- _The problem_: Count the lines below that contain the word "person" and reply with only that number.

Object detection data
◆ ◆ ◆ ◆

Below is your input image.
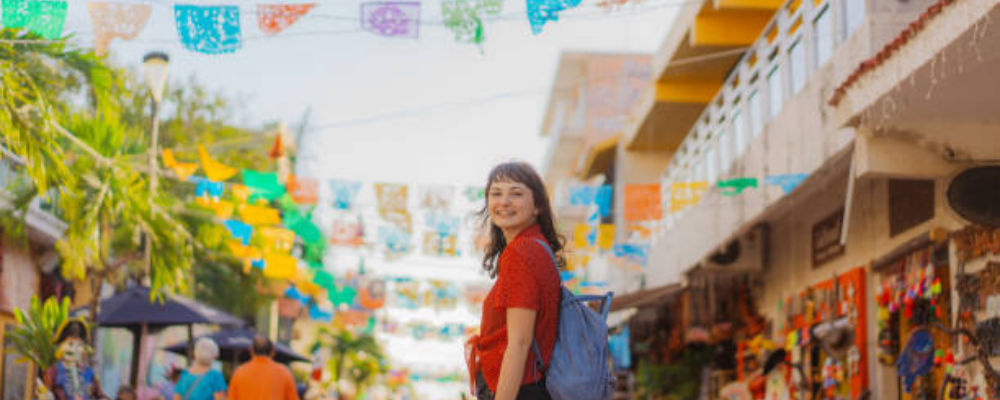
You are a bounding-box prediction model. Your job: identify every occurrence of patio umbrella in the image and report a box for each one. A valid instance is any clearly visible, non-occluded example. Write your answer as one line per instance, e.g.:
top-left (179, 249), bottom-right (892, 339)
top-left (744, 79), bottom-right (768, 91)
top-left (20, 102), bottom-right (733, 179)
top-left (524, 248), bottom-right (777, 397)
top-left (74, 286), bottom-right (244, 387)
top-left (163, 329), bottom-right (309, 365)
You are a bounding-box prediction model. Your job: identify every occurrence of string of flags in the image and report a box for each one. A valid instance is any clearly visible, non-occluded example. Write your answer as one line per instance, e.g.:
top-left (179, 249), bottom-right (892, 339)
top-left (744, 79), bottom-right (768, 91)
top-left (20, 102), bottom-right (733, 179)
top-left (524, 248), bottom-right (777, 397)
top-left (0, 0), bottom-right (612, 55)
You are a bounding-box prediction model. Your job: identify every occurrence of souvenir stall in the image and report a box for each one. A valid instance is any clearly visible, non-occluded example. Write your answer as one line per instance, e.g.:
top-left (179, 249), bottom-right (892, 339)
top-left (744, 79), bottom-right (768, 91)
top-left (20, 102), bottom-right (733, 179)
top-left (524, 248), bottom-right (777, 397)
top-left (756, 267), bottom-right (869, 400)
top-left (873, 243), bottom-right (952, 400)
top-left (945, 226), bottom-right (1000, 400)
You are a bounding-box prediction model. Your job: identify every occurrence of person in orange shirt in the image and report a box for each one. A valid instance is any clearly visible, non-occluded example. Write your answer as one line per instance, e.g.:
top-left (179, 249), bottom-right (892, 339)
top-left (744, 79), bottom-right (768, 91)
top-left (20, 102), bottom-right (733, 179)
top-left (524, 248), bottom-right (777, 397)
top-left (229, 335), bottom-right (299, 400)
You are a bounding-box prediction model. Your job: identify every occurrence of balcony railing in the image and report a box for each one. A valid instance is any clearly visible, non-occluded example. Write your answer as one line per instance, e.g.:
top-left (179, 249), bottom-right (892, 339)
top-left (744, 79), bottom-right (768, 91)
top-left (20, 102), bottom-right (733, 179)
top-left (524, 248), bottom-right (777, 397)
top-left (662, 0), bottom-right (866, 227)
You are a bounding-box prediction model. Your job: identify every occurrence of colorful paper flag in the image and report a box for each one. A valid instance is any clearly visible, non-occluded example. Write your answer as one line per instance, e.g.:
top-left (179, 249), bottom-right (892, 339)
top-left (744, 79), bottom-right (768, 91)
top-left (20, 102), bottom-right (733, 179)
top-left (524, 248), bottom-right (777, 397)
top-left (285, 175), bottom-right (319, 205)
top-left (670, 181), bottom-right (708, 212)
top-left (624, 183), bottom-right (663, 221)
top-left (361, 1), bottom-right (420, 38)
top-left (764, 174), bottom-right (809, 194)
top-left (160, 149), bottom-right (198, 181)
top-left (241, 169), bottom-right (285, 203)
top-left (375, 183), bottom-right (408, 218)
top-left (718, 178), bottom-right (757, 197)
top-left (257, 3), bottom-right (316, 35)
top-left (257, 226), bottom-right (295, 254)
top-left (441, 0), bottom-right (483, 44)
top-left (198, 146), bottom-right (237, 182)
top-left (222, 219), bottom-right (253, 246)
top-left (527, 0), bottom-right (580, 35)
top-left (174, 4), bottom-right (242, 54)
top-left (597, 224), bottom-right (615, 250)
top-left (87, 1), bottom-right (152, 55)
top-left (417, 185), bottom-right (455, 211)
top-left (2, 0), bottom-right (68, 40)
top-left (238, 204), bottom-right (281, 225)
top-left (330, 179), bottom-right (361, 210)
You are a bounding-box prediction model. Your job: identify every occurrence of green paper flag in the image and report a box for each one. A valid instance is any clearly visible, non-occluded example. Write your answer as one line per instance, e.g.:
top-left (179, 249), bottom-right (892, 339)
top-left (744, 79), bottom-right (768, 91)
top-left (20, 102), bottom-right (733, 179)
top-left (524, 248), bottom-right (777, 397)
top-left (718, 178), bottom-right (757, 197)
top-left (243, 169), bottom-right (285, 203)
top-left (326, 286), bottom-right (358, 307)
top-left (313, 269), bottom-right (337, 293)
top-left (2, 0), bottom-right (67, 40)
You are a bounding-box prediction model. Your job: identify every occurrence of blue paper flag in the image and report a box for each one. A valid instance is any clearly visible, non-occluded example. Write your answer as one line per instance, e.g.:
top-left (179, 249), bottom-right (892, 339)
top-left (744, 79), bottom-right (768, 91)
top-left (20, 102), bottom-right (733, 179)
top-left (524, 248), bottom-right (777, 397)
top-left (614, 243), bottom-right (649, 267)
top-left (764, 174), bottom-right (809, 194)
top-left (188, 176), bottom-right (226, 200)
top-left (223, 219), bottom-right (253, 246)
top-left (174, 4), bottom-right (242, 54)
top-left (527, 0), bottom-right (580, 35)
top-left (330, 179), bottom-right (361, 210)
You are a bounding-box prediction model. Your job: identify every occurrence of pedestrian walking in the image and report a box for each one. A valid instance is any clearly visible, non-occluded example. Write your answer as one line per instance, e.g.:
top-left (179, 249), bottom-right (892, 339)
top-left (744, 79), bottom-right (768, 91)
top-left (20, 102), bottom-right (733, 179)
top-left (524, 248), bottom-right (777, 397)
top-left (466, 162), bottom-right (564, 400)
top-left (229, 335), bottom-right (299, 400)
top-left (173, 338), bottom-right (226, 400)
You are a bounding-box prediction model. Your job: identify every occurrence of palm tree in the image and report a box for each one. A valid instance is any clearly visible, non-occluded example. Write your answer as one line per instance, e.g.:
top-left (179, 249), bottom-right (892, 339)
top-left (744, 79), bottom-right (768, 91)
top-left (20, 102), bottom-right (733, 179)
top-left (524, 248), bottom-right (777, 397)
top-left (0, 29), bottom-right (197, 321)
top-left (312, 326), bottom-right (388, 394)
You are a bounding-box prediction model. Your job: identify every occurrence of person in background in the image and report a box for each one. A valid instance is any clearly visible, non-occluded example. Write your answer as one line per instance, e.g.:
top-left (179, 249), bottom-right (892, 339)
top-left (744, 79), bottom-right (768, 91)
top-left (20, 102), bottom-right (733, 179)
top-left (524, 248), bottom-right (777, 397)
top-left (229, 335), bottom-right (299, 400)
top-left (466, 162), bottom-right (564, 400)
top-left (173, 338), bottom-right (226, 400)
top-left (115, 385), bottom-right (135, 400)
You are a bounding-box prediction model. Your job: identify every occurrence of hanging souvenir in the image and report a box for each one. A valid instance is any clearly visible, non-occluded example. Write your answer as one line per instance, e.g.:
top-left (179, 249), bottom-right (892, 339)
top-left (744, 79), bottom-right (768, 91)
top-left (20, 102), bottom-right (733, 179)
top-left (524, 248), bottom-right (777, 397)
top-left (896, 328), bottom-right (934, 393)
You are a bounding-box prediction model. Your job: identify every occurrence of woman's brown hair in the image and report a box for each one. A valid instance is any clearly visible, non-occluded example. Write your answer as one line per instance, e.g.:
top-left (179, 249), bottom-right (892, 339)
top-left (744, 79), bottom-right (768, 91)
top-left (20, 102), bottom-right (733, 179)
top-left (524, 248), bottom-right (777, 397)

◆ ◆ ◆ ◆

- _Task response_: 2